— begin Items —
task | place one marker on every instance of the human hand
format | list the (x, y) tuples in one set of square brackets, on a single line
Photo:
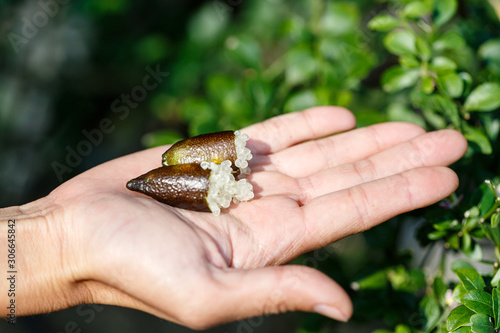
[(312, 186)]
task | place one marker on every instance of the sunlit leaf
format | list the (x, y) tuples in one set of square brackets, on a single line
[(481, 324), (397, 78), (383, 22), (478, 301), (470, 279), (451, 84), (444, 11), (458, 292), (485, 97), (416, 9), (476, 136), (496, 307), (459, 316), (400, 42)]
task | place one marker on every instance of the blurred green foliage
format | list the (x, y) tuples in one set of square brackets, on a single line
[(435, 63)]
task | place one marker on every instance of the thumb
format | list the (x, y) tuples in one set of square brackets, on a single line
[(249, 293)]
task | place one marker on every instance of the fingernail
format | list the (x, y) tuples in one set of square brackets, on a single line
[(330, 312)]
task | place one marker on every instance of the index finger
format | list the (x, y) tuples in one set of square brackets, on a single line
[(284, 131)]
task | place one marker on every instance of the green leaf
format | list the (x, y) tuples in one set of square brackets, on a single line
[(400, 42), (463, 329), (451, 84), (431, 310), (448, 108), (423, 49), (161, 138), (467, 78), (495, 279), (400, 112), (377, 280), (301, 66), (486, 97), (459, 292), (450, 40), (495, 295), (476, 136), (456, 265), (444, 11), (416, 9), (427, 84), (402, 329), (206, 25), (447, 225), (459, 316), (470, 278), (437, 234), (476, 252), (490, 50), (300, 101), (245, 49), (397, 78), (409, 61), (478, 301), (481, 324), (495, 220), (488, 198), (340, 18), (383, 22), (439, 288), (443, 64)]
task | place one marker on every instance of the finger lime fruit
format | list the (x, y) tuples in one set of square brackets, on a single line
[(213, 147), (201, 187)]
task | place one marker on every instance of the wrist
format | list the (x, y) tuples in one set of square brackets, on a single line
[(37, 263)]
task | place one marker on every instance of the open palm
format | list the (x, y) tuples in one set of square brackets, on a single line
[(312, 187)]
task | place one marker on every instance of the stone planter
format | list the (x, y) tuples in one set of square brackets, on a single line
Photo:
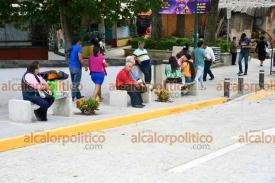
[(226, 59), (154, 54)]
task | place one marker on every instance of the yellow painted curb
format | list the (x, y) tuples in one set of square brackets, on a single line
[(21, 141), (260, 95)]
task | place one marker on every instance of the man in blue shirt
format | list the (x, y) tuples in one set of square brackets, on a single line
[(200, 55), (75, 65)]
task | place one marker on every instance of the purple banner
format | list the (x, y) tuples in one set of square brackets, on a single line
[(184, 7)]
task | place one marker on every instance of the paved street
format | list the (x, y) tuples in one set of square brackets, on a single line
[(214, 90), (120, 160)]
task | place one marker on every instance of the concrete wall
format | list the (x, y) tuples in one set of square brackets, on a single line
[(241, 23)]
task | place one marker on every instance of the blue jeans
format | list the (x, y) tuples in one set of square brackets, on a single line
[(243, 55), (188, 80), (76, 74), (146, 68), (43, 103)]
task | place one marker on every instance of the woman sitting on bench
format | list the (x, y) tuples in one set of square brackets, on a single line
[(36, 90), (173, 71), (133, 88)]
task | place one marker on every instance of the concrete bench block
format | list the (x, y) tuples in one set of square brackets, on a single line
[(62, 107), (20, 111), (192, 87), (174, 90), (119, 98)]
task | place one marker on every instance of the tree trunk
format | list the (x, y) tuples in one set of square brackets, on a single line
[(156, 26), (66, 28), (102, 29), (67, 32), (180, 25), (212, 22)]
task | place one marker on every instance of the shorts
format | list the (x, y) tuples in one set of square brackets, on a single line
[(97, 77)]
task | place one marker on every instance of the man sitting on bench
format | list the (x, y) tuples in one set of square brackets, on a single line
[(133, 88), (36, 90)]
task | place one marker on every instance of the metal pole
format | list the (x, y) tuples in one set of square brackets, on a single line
[(196, 25), (261, 79), (240, 85), (227, 87)]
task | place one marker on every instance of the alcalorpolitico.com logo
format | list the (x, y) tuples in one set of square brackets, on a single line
[(150, 137)]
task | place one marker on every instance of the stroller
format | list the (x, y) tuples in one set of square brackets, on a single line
[(52, 77)]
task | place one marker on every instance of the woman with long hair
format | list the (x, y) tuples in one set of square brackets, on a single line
[(173, 71), (36, 90), (97, 67), (261, 50)]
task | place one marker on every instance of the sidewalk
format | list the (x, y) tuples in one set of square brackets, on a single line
[(214, 90)]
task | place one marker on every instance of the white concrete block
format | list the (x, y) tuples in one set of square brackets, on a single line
[(20, 111), (119, 98), (63, 107)]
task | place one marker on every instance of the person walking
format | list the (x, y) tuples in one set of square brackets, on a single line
[(76, 62), (36, 90), (200, 55), (245, 45), (261, 50), (188, 70), (144, 61), (210, 58), (173, 71), (97, 67), (233, 50)]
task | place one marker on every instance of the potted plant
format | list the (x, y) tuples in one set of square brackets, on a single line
[(163, 95), (87, 107)]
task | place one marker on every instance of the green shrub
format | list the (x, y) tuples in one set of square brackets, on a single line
[(163, 44), (168, 43)]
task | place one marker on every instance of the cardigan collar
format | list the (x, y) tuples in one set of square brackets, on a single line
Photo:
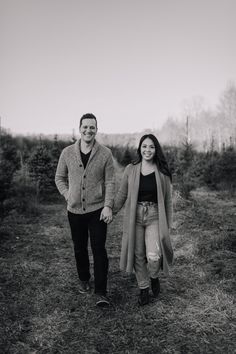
[(93, 152)]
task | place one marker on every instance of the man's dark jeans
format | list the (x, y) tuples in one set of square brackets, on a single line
[(84, 226)]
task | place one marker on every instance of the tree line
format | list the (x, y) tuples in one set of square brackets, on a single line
[(28, 166)]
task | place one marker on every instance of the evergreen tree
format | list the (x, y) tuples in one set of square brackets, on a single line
[(41, 169)]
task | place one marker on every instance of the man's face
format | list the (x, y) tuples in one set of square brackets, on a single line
[(88, 130)]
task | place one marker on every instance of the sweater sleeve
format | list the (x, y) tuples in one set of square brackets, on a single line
[(122, 192), (109, 182), (168, 202), (61, 177)]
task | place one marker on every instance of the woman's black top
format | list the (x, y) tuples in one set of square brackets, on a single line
[(147, 188), (85, 157)]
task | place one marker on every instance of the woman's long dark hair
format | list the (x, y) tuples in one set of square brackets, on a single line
[(158, 158)]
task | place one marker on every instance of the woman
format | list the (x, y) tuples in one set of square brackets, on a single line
[(146, 189)]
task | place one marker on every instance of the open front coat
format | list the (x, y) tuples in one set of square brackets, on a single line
[(128, 194)]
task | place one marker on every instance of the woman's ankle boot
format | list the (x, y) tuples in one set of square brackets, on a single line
[(143, 297), (155, 285)]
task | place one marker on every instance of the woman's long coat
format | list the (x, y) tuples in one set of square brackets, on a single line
[(128, 192)]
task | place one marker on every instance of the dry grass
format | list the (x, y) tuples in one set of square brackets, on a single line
[(42, 311)]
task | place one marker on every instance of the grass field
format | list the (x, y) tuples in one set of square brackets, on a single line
[(43, 312)]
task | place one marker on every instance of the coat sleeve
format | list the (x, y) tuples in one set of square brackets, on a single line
[(122, 192), (61, 177), (168, 202), (109, 182)]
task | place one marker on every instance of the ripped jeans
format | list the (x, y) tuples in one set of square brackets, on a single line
[(147, 258)]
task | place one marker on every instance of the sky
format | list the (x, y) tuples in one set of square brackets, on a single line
[(132, 63)]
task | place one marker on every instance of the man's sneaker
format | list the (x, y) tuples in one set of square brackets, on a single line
[(155, 285), (102, 301), (84, 286)]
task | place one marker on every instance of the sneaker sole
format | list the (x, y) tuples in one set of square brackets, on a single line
[(102, 303)]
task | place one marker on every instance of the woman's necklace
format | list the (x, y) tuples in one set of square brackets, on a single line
[(147, 168)]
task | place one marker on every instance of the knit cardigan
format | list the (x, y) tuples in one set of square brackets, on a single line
[(128, 194), (86, 189)]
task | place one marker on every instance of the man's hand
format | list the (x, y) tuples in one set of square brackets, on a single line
[(106, 215)]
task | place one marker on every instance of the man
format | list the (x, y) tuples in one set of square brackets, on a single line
[(85, 177)]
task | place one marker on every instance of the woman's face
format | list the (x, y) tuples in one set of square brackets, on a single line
[(147, 149)]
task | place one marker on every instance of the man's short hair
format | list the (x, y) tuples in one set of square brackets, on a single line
[(88, 116)]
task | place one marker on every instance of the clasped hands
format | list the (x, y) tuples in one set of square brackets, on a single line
[(106, 215)]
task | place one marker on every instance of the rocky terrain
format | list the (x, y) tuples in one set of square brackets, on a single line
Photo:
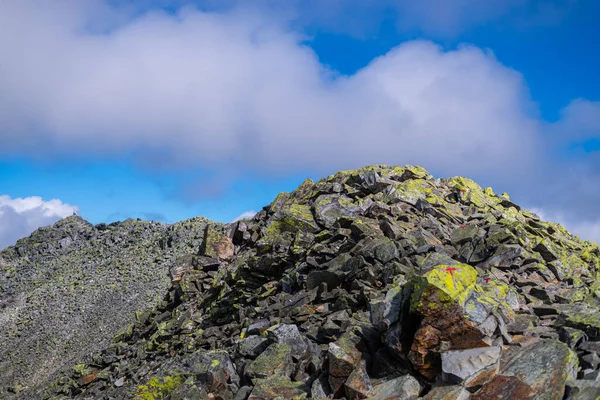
[(68, 289), (380, 283)]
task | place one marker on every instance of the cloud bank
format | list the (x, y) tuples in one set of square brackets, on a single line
[(239, 89), (245, 215), (21, 216)]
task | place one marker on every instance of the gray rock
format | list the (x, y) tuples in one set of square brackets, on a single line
[(290, 336), (460, 365), (252, 346)]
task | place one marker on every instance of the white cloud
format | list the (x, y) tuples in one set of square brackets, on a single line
[(238, 89), (21, 216), (585, 229), (245, 215)]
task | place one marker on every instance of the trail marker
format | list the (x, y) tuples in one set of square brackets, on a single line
[(451, 270)]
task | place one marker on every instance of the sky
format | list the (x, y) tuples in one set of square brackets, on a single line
[(167, 109)]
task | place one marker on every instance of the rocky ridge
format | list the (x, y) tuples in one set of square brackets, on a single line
[(380, 283), (68, 289)]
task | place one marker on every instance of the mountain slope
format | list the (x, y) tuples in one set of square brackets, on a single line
[(377, 283)]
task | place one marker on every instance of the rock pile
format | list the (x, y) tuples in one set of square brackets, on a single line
[(68, 289), (380, 283)]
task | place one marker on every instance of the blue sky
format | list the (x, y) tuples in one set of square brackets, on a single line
[(166, 110)]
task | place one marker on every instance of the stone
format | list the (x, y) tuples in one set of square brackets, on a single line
[(538, 371), (461, 365), (343, 356), (583, 390), (358, 385), (275, 360), (402, 388), (505, 387), (217, 245), (447, 393), (252, 346), (288, 335), (455, 309), (320, 388), (315, 278), (278, 387)]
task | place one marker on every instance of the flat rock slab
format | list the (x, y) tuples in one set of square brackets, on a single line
[(459, 365)]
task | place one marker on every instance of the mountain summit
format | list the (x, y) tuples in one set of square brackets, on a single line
[(380, 283)]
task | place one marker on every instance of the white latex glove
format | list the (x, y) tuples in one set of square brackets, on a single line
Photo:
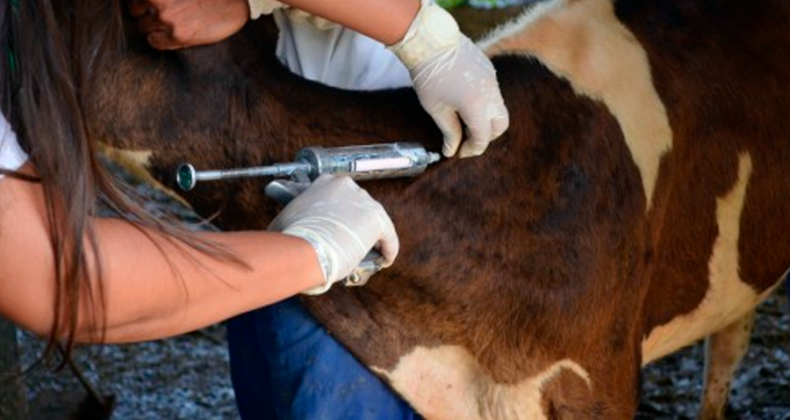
[(452, 76), (342, 223)]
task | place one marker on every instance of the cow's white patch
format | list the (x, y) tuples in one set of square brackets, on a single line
[(583, 42), (447, 382), (728, 298), (723, 352)]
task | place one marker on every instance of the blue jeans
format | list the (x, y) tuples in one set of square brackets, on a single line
[(285, 366)]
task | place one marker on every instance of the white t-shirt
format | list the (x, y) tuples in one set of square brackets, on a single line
[(11, 155), (336, 56)]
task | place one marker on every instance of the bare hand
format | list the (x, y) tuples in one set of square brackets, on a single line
[(174, 24)]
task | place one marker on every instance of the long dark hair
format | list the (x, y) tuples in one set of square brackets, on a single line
[(52, 50)]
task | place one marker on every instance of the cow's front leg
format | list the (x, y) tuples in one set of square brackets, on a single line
[(723, 352)]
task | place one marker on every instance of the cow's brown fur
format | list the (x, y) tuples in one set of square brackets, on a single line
[(540, 250)]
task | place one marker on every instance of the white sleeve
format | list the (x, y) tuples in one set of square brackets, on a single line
[(11, 155), (262, 7)]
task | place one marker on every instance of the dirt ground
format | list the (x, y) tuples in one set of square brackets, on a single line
[(188, 377)]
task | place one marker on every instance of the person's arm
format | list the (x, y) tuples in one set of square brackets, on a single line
[(160, 288), (451, 75)]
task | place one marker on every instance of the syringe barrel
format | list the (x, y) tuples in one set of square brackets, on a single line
[(374, 161)]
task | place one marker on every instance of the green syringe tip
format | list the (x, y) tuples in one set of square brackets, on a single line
[(186, 177)]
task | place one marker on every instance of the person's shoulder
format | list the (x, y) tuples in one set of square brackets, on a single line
[(12, 157)]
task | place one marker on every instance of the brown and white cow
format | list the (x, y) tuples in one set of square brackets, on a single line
[(637, 204)]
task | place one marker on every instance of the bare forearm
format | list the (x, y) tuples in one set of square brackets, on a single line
[(153, 287), (383, 20), (153, 294)]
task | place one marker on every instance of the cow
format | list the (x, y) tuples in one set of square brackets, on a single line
[(636, 204)]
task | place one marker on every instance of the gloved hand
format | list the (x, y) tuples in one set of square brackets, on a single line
[(342, 223), (173, 24), (452, 75)]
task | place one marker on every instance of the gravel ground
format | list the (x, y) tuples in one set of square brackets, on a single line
[(188, 377)]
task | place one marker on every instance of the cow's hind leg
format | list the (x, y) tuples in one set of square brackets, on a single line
[(723, 352)]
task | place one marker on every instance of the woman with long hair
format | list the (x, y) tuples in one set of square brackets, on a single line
[(284, 364), (73, 277)]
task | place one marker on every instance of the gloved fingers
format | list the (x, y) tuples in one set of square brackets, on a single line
[(483, 131), (447, 120)]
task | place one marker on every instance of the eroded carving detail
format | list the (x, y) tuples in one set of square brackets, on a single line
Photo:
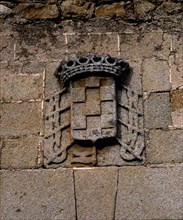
[(92, 107)]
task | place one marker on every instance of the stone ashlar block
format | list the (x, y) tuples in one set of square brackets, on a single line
[(157, 110), (20, 118), (93, 43), (165, 146), (52, 84), (176, 62), (95, 193), (20, 153), (21, 87), (41, 46), (37, 194), (177, 107), (8, 67), (7, 47), (145, 45), (150, 193), (115, 9), (156, 75)]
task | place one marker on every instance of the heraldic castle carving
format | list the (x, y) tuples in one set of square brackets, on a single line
[(94, 109)]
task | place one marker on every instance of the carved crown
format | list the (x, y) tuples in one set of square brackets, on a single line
[(83, 66)]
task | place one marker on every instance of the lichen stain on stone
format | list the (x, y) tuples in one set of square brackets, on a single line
[(177, 99)]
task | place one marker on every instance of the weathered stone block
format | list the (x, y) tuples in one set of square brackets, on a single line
[(150, 193), (21, 87), (135, 80), (33, 67), (10, 67), (20, 118), (37, 194), (115, 9), (7, 47), (46, 44), (176, 62), (177, 107), (37, 11), (52, 85), (141, 8), (157, 110), (92, 43), (145, 45), (165, 146), (77, 9), (156, 75), (20, 153), (95, 193)]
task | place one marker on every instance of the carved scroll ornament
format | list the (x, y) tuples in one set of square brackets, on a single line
[(89, 110)]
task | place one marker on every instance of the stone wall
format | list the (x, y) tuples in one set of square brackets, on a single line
[(34, 37)]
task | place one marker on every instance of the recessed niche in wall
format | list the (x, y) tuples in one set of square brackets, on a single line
[(95, 118)]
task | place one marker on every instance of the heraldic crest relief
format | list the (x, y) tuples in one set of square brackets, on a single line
[(93, 109)]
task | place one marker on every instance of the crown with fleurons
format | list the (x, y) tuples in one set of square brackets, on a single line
[(83, 66)]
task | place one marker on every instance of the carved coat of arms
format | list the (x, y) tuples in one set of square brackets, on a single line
[(88, 111)]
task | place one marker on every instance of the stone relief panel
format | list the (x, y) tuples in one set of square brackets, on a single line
[(95, 109)]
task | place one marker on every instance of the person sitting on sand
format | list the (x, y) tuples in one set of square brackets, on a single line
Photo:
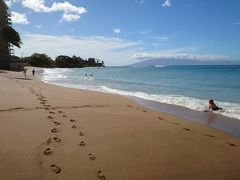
[(212, 106)]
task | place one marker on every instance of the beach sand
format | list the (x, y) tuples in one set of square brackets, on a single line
[(49, 132)]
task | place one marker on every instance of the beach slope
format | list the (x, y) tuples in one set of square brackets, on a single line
[(50, 132)]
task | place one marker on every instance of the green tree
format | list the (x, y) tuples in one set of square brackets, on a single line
[(11, 36), (40, 60)]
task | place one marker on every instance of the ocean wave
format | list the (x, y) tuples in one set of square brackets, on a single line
[(159, 66), (231, 110)]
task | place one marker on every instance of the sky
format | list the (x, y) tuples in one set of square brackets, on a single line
[(122, 32)]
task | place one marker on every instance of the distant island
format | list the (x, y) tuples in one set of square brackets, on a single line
[(61, 61), (170, 62)]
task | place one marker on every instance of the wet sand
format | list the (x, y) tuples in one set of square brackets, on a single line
[(50, 132), (213, 120)]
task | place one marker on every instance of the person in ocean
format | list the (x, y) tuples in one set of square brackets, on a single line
[(33, 72), (212, 106)]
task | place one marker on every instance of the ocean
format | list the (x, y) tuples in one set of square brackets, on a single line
[(187, 86)]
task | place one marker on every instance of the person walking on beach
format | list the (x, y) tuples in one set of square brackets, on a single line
[(212, 106), (25, 72), (33, 72)]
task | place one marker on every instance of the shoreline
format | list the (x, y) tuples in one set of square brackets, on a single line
[(52, 132), (213, 120)]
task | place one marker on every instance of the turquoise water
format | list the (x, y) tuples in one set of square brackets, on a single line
[(188, 86)]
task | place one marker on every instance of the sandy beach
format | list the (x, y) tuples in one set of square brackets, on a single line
[(50, 132)]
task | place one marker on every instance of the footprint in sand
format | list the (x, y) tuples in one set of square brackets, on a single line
[(49, 141), (57, 123), (50, 117), (92, 157), (56, 169), (74, 126), (209, 135), (81, 134), (56, 139), (54, 130), (47, 151), (161, 118), (101, 175), (231, 144), (46, 105), (72, 120), (82, 143), (186, 129), (175, 123)]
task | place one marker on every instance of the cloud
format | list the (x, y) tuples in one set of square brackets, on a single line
[(139, 1), (70, 17), (10, 2), (146, 31), (162, 38), (38, 26), (117, 30), (113, 51), (185, 56), (167, 3), (70, 12), (18, 18)]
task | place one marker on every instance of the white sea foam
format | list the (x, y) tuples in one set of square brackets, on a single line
[(229, 109), (159, 66)]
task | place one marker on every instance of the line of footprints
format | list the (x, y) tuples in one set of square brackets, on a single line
[(48, 151)]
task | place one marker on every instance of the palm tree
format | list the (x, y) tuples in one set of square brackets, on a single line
[(11, 36)]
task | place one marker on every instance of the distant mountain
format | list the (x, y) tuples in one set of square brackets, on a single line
[(167, 62)]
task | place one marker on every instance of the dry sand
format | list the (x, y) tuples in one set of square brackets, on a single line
[(49, 132)]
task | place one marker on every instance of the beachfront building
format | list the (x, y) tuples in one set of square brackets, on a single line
[(5, 54)]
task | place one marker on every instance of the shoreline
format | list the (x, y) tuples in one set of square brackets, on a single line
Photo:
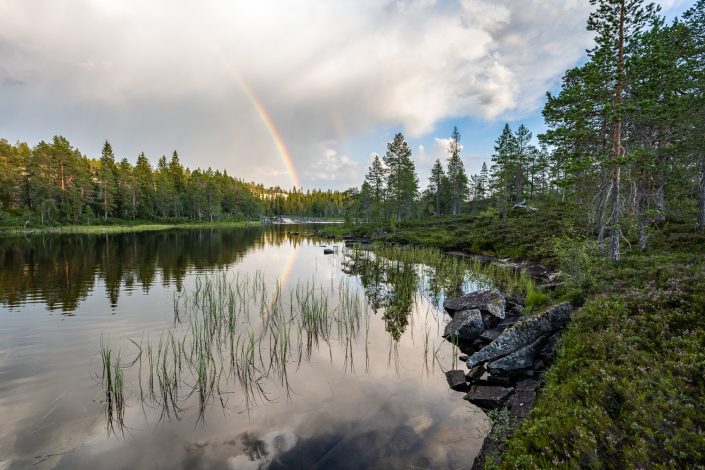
[(151, 227)]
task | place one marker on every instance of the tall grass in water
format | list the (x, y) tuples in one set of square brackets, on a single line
[(448, 272), (231, 335), (112, 380)]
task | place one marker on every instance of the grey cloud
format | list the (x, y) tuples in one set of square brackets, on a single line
[(160, 75)]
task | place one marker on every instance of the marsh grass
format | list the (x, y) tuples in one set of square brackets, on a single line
[(234, 336)]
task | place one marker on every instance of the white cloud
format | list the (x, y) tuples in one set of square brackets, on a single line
[(332, 167), (167, 74)]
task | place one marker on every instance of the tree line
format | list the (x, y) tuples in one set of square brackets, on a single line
[(390, 192), (53, 183), (624, 149)]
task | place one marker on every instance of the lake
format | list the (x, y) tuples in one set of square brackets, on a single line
[(228, 348)]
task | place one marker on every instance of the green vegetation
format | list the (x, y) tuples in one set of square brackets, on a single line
[(613, 195), (123, 228), (53, 184)]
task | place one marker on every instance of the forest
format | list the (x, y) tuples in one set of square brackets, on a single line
[(624, 147), (52, 183)]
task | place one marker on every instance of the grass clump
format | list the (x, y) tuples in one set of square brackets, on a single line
[(627, 386)]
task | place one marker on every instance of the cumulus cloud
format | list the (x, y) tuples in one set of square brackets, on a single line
[(159, 75), (332, 167)]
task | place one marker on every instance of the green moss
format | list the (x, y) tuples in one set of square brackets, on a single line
[(627, 387)]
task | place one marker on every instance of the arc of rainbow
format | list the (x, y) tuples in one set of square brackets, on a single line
[(268, 122)]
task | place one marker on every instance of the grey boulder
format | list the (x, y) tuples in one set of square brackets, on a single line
[(485, 301), (523, 333), (522, 358), (466, 325)]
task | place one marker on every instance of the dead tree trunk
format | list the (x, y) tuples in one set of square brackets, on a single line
[(616, 213), (701, 198)]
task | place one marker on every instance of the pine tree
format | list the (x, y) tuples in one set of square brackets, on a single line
[(436, 186), (402, 182), (503, 163), (617, 23), (522, 137), (107, 180), (457, 177), (376, 180)]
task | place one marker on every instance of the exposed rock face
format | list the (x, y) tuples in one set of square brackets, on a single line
[(521, 402), (485, 301), (488, 397), (456, 379), (466, 325), (523, 333), (476, 372), (522, 358)]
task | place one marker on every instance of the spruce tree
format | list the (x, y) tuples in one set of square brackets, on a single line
[(457, 177)]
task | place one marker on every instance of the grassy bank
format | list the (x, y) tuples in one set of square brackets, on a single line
[(122, 227), (628, 382)]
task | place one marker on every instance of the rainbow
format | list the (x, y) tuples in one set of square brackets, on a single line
[(266, 119)]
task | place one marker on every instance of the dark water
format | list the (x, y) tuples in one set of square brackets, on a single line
[(368, 393)]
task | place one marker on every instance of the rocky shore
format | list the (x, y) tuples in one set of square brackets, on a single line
[(507, 354)]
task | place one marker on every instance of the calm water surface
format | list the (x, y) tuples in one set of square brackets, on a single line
[(366, 391)]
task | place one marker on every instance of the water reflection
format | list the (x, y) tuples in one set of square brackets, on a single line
[(61, 271), (212, 358)]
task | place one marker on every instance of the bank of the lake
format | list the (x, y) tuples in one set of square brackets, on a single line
[(122, 227), (626, 387)]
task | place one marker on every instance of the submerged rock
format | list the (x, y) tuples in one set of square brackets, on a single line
[(488, 397), (521, 403), (476, 372), (466, 325), (523, 333), (456, 379), (485, 301)]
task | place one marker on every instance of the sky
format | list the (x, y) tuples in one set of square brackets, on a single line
[(284, 92)]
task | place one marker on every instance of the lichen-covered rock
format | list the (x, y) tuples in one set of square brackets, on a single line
[(521, 403), (466, 325), (488, 397), (485, 301), (522, 358), (475, 373), (523, 333), (456, 379)]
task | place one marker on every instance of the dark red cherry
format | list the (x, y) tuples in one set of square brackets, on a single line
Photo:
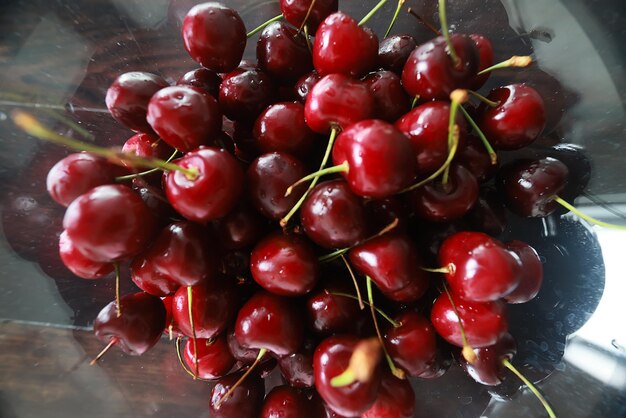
— end Items —
- _Problem statement_
Rescale the stretch of records from the line containing "the man's face" through the line containing "[(122, 192), (61, 177), (168, 202), (109, 182)]", both included. Write out every line again, requests included, with each x and y coordinate in the answers multiplied by 0.45 and rounded to a whole number, halves rounding up.

- _Exercise response_
task | place one marker on every instance of the man's face
format | list the (x, y) tuples in one set of square brackets, on a single line
[(40, 59)]
task | place one marker on every instance of the sweater sleeve
format | list the (x, y) tuples in one set of square brackets, on a single line
[(55, 86), (49, 82), (76, 91), (27, 80)]
task | place one marker on every instance of the woman's black top
format | list the (x, y) tuples in one set of square brackets, on a single line
[(66, 85), (38, 71)]
task | place one marker on every instance of the woman's long dark hair
format | list the (x, y) tuples in one set of square brackets, on a single line
[(71, 71)]
task | place one marker on every instance of the woman
format | list the (x, y) tuples in one set of square brackets, on a single line
[(66, 85)]
task | place one marker on every instance of the open front coat
format | list the (x, y) tuples in one set of square brackets, on a single line
[(58, 87)]
task | place one marker on every instance of the woman's ankle boot
format | list the (x, y) tuples in one set of square brackets, on a single line
[(64, 134), (70, 128)]
task | place one marker on every instance of the woman's long coat
format | list the (x, y) tuples in one set of square brackets, on a single line
[(58, 86)]
task | place one marker on every instance of the dry grass
format | list the (x, y) tuples in one set of square brackets, on a single line
[(19, 140)]
task | place one marker on every instance of the grass field
format | list the (x, y) tuples in one set of square brackets, on a single line
[(19, 140)]
task | place one marker on every instance of the coat sleeve
format | list the (x, y) tuples in one set of square brackets, on a single line
[(55, 86), (27, 80), (76, 91), (49, 82)]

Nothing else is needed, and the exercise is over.